[[ AVAILABLE DATA, beginning ]]

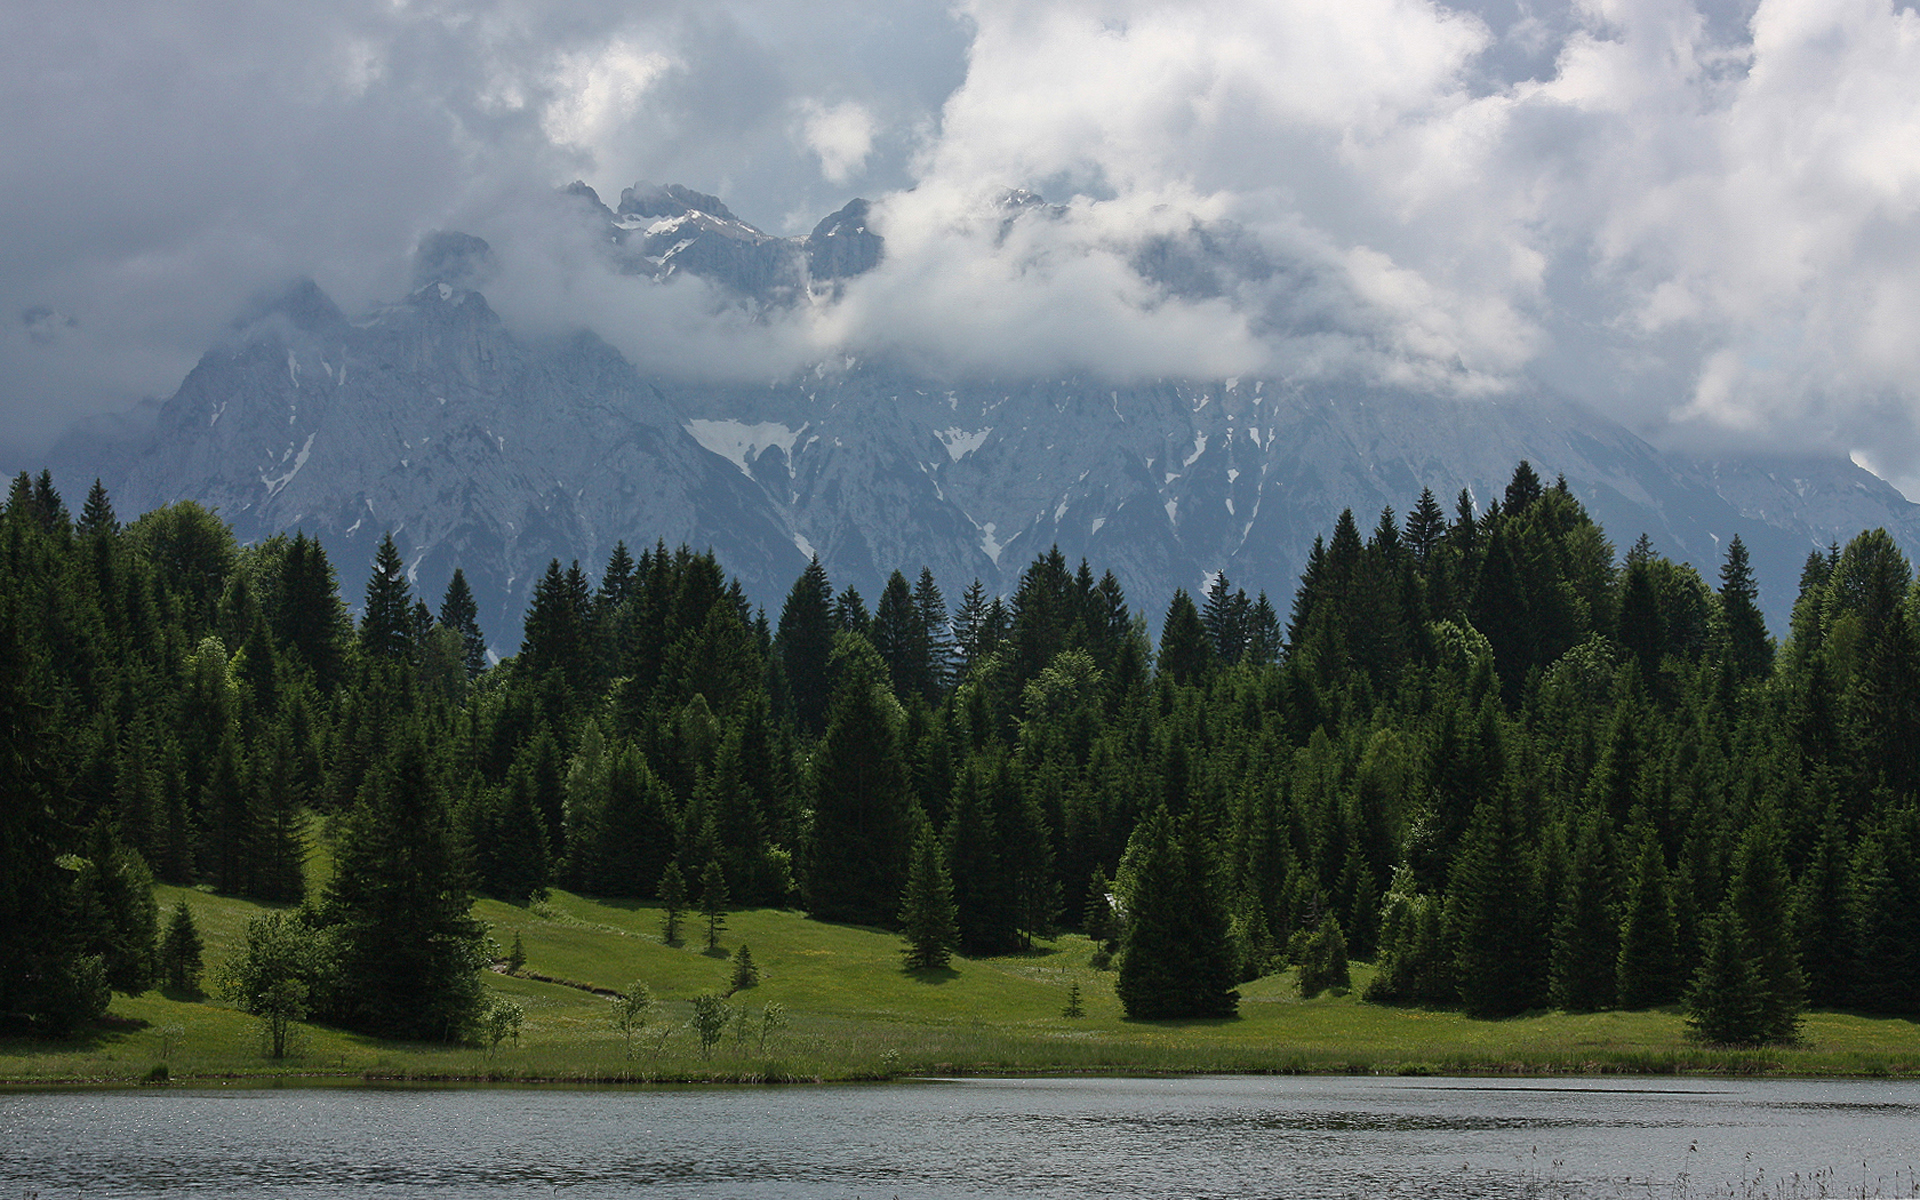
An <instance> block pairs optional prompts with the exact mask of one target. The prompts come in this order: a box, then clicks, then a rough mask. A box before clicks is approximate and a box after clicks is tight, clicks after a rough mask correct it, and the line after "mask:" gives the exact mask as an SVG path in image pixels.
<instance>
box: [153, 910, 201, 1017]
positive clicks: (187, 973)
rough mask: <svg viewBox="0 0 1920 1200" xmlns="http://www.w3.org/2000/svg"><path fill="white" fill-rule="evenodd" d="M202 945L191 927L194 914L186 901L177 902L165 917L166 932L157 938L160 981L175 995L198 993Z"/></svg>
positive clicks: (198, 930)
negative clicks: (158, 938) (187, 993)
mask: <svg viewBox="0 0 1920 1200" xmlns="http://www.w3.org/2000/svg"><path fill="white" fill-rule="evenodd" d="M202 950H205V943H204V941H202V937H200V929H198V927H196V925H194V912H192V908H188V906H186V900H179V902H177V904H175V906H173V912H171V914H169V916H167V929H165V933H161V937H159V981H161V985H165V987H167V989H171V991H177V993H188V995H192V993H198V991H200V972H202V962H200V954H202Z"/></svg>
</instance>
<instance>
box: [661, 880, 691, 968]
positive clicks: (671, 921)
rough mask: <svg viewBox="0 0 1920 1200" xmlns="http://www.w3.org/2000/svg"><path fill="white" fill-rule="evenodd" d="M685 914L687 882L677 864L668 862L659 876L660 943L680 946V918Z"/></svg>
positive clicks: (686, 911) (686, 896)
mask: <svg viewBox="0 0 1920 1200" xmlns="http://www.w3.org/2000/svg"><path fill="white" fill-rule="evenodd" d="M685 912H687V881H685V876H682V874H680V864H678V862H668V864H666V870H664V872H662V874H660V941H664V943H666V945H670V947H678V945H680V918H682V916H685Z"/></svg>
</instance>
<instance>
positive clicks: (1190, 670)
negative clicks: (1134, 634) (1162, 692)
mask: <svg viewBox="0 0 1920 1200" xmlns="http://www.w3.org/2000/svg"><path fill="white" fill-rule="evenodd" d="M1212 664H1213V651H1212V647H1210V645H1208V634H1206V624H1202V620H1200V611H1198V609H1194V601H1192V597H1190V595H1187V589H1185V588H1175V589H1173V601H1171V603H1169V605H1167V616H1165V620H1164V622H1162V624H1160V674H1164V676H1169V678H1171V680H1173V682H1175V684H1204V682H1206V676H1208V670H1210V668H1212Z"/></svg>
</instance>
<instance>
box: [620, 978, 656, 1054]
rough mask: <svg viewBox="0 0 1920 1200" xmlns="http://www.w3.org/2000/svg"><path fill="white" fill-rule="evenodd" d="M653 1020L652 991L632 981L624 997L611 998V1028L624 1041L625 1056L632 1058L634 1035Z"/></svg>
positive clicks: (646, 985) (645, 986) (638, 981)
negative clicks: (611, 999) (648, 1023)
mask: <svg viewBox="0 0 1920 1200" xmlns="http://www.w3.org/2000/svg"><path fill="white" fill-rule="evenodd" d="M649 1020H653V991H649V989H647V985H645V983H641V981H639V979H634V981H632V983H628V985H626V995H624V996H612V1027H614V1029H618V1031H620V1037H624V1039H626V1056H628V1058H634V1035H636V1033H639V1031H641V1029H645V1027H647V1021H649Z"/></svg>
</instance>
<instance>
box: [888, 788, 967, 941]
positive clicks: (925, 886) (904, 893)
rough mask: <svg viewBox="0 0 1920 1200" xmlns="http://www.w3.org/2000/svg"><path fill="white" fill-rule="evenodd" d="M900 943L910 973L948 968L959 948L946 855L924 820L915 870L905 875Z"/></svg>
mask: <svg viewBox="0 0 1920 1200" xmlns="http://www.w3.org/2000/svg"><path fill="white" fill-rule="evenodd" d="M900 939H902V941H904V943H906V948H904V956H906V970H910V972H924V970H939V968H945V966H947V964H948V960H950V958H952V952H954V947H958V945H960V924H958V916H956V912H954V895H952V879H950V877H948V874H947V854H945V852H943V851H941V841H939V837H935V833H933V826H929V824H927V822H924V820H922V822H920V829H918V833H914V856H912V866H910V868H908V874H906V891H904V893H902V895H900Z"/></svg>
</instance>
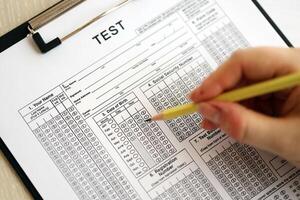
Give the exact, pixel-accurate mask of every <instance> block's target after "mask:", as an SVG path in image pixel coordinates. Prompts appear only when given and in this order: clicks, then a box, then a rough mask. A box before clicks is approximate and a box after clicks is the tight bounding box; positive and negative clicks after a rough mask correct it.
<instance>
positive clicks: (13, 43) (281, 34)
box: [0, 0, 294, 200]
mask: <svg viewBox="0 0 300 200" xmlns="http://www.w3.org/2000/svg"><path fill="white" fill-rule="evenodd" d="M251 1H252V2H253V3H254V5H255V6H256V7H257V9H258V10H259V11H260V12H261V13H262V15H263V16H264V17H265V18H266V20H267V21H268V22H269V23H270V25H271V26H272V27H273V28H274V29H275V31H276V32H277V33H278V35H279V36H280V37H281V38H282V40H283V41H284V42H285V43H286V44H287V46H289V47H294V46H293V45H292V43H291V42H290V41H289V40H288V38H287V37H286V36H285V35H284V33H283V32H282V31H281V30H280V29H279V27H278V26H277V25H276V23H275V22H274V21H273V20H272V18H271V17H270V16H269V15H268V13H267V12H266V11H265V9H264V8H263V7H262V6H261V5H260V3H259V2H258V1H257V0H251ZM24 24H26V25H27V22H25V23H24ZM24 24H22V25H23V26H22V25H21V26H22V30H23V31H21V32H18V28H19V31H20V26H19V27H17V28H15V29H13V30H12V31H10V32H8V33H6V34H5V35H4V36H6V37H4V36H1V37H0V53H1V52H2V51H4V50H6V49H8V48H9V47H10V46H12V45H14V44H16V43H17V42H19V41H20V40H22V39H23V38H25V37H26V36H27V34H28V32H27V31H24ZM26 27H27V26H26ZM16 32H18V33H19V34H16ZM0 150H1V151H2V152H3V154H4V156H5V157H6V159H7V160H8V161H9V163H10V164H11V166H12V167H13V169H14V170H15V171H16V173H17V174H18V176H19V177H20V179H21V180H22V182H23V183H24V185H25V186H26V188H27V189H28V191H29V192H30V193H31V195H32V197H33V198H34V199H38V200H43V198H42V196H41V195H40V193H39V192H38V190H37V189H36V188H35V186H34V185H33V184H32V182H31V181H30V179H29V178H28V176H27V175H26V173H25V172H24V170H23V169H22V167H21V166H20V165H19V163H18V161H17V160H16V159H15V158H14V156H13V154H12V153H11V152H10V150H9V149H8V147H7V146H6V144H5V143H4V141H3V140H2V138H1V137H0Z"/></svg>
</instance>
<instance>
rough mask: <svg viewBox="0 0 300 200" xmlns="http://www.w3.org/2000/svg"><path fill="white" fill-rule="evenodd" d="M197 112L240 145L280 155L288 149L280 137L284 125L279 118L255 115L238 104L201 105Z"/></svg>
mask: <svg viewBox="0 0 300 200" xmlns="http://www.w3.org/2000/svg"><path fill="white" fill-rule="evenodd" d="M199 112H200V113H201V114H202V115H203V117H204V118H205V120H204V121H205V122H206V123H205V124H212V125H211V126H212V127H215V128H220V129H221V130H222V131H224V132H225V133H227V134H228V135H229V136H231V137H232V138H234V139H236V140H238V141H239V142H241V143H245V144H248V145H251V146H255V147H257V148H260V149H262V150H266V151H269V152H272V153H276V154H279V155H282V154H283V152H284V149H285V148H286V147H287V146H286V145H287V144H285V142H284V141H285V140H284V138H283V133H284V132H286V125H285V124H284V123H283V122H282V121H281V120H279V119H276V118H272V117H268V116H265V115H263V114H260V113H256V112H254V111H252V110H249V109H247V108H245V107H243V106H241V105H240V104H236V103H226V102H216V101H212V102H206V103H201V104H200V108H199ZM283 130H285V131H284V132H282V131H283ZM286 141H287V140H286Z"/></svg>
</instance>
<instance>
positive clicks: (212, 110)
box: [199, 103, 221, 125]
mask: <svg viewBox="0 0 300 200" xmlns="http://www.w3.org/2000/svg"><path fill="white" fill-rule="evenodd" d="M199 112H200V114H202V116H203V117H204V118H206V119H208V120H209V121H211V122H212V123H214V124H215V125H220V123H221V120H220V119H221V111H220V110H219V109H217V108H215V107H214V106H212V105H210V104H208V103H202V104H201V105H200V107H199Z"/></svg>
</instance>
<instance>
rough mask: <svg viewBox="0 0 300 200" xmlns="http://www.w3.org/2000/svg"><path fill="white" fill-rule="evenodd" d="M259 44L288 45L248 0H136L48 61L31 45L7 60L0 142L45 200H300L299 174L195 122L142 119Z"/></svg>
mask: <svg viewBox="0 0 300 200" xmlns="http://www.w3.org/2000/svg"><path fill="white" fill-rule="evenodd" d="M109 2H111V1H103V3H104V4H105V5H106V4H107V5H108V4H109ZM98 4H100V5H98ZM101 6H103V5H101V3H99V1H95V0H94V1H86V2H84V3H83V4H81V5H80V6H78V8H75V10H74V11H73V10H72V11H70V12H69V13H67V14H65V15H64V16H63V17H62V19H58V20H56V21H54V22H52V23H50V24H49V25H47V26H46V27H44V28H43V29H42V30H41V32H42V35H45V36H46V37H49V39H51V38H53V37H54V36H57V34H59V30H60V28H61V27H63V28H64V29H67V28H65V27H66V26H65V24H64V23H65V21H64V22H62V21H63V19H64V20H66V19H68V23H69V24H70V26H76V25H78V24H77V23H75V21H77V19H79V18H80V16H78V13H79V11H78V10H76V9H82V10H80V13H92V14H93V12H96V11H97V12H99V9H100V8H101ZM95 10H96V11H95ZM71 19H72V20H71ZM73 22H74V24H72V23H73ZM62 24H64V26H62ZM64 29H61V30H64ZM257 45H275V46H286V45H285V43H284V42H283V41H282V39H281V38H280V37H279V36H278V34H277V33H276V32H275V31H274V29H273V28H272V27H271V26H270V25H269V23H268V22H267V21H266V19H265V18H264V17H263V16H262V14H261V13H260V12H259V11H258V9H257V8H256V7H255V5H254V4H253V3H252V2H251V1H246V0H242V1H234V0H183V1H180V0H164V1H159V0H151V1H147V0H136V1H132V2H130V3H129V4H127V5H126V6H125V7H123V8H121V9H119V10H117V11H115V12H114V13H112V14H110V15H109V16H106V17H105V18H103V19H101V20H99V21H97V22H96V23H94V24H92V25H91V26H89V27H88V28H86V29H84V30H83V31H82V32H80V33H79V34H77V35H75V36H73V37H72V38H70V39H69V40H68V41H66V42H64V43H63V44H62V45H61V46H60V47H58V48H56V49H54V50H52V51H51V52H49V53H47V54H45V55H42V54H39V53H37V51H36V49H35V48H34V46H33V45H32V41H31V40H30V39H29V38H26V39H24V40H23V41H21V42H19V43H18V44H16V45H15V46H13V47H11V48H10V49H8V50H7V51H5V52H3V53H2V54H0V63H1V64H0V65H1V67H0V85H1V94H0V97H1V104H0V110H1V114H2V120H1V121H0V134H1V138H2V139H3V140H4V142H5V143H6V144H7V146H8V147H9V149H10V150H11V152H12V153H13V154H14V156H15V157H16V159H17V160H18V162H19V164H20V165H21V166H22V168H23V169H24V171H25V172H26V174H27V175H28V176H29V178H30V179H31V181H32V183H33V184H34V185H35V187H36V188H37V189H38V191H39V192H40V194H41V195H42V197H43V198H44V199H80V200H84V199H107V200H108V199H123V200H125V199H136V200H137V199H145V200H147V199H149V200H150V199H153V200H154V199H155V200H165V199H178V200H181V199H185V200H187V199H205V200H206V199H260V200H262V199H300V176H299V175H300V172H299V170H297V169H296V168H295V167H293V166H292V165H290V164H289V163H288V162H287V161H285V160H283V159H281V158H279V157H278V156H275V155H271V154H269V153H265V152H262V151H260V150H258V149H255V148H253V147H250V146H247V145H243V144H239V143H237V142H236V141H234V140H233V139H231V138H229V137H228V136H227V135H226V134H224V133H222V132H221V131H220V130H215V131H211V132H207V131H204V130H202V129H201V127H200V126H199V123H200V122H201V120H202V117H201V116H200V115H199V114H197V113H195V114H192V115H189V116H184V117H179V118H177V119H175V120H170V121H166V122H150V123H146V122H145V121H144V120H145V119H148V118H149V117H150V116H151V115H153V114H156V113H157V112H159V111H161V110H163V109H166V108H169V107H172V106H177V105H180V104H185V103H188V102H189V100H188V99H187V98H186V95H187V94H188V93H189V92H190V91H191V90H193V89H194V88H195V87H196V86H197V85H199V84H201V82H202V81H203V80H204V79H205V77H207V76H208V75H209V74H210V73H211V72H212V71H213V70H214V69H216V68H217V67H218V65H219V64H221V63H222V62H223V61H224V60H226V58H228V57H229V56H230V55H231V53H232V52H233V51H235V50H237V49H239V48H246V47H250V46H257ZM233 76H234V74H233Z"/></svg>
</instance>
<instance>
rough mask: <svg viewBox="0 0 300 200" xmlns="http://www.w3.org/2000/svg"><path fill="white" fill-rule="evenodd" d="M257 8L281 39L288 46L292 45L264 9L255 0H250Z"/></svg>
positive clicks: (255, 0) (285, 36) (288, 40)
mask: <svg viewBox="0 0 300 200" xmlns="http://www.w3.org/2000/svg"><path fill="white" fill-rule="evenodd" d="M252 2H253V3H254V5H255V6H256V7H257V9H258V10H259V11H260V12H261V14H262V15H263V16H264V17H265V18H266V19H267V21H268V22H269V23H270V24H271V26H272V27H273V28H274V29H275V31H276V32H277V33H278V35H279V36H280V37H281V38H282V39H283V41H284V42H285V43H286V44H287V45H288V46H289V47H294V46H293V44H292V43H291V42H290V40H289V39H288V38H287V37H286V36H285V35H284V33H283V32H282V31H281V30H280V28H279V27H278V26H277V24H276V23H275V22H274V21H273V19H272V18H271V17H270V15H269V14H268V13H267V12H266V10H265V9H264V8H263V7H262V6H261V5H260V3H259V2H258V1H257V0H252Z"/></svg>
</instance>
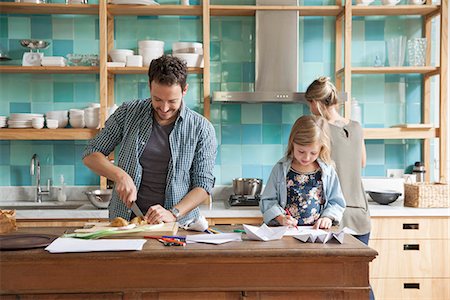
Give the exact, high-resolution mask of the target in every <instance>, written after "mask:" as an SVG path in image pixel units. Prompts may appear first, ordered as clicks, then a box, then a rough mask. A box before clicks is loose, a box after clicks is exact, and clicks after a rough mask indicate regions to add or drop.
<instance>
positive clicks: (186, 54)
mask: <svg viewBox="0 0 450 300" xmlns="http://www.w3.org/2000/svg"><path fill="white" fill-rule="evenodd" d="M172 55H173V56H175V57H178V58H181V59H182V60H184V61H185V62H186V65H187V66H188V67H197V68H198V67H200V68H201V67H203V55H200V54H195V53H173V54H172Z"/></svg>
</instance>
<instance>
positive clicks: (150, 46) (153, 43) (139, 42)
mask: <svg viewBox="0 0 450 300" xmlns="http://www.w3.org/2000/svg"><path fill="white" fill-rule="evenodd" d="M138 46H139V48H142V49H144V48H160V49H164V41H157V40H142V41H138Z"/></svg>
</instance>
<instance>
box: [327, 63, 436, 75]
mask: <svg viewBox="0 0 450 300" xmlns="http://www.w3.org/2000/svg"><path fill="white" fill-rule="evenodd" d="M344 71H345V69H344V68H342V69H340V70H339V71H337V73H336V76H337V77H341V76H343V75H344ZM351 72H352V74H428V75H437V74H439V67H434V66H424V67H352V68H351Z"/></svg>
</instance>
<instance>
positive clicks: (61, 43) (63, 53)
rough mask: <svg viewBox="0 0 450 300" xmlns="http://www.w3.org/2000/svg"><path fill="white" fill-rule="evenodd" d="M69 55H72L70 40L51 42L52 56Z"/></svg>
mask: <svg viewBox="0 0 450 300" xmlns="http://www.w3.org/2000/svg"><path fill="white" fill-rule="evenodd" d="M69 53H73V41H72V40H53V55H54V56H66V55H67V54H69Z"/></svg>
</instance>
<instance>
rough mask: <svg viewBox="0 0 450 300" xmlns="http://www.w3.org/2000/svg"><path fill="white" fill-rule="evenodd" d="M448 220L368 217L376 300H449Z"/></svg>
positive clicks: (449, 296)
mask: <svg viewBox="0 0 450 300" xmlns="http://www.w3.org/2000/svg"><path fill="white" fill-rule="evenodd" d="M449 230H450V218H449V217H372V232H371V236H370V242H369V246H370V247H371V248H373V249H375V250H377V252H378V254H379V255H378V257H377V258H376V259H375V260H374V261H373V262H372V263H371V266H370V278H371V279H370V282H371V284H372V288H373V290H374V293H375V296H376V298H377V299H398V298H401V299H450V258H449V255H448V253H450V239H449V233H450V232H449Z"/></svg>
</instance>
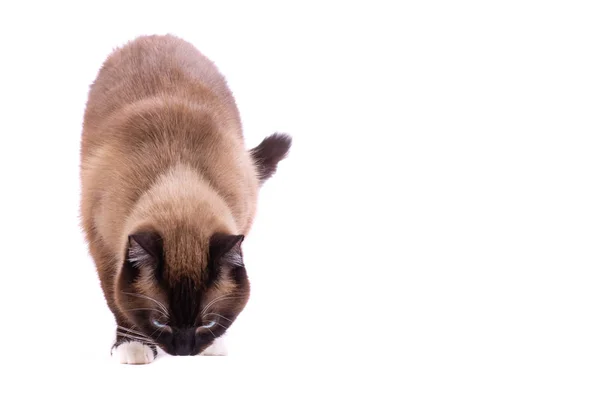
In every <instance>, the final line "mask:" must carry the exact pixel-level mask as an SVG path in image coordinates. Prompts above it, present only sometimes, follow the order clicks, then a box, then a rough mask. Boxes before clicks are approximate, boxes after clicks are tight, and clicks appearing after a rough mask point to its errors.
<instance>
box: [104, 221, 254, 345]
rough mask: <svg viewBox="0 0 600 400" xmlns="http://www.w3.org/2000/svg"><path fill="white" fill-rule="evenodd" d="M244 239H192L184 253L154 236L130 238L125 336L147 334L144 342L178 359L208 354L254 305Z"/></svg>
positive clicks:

[[ AVAILABLE DATA, end ]]

WORK TO BE COMPLETED: Can you repeat, word for word, every line above from the one containing "positive clicks: (686, 911) (686, 896)" down to the one containing "positive clicks: (925, 886) (904, 893)", including both?

TASK RESPONSE:
positive clicks: (686, 911) (686, 896)
mask: <svg viewBox="0 0 1920 1200" xmlns="http://www.w3.org/2000/svg"><path fill="white" fill-rule="evenodd" d="M685 912H687V881H685V876H682V874H680V864H678V862H668V864H666V870H664V872H662V874H660V941H664V943H666V945H670V947H678V945H680V918H682V916H685Z"/></svg>
</instance>
<instance>
positive clicks: (1190, 670)
negative clicks: (1134, 634) (1162, 692)
mask: <svg viewBox="0 0 1920 1200" xmlns="http://www.w3.org/2000/svg"><path fill="white" fill-rule="evenodd" d="M1212 664H1213V651H1212V647H1210V645H1208V634H1206V624H1202V620H1200V611H1198V609H1194V601H1192V597H1190V595H1187V589H1185V588H1175V589H1173V601H1171V603H1169V605H1167V616H1165V620H1164V622H1162V624H1160V674H1164V676H1169V678H1171V680H1173V682H1175V684H1204V682H1206V676H1208V670H1210V668H1212Z"/></svg>
</instance>
<instance>
box: [620, 978, 656, 1054]
rough mask: <svg viewBox="0 0 1920 1200" xmlns="http://www.w3.org/2000/svg"><path fill="white" fill-rule="evenodd" d="M653 1020L652 991L632 981L624 997L611 998V1028L624 1041L625 1056L632 1058L634 1035Z"/></svg>
positive clicks: (646, 985) (645, 986) (638, 981)
negative clicks: (611, 999) (648, 1023)
mask: <svg viewBox="0 0 1920 1200" xmlns="http://www.w3.org/2000/svg"><path fill="white" fill-rule="evenodd" d="M649 1020H653V991H649V989H647V985H645V983H641V981H639V979H634V981H632V983H628V985H626V995H624V996H612V1027H614V1029H618V1031H620V1037H624V1039H626V1056H628V1058H634V1035H636V1033H639V1031H641V1029H645V1027H647V1021H649Z"/></svg>
</instance>
<instance>
box: [888, 788, 967, 941]
positive clicks: (925, 886) (904, 893)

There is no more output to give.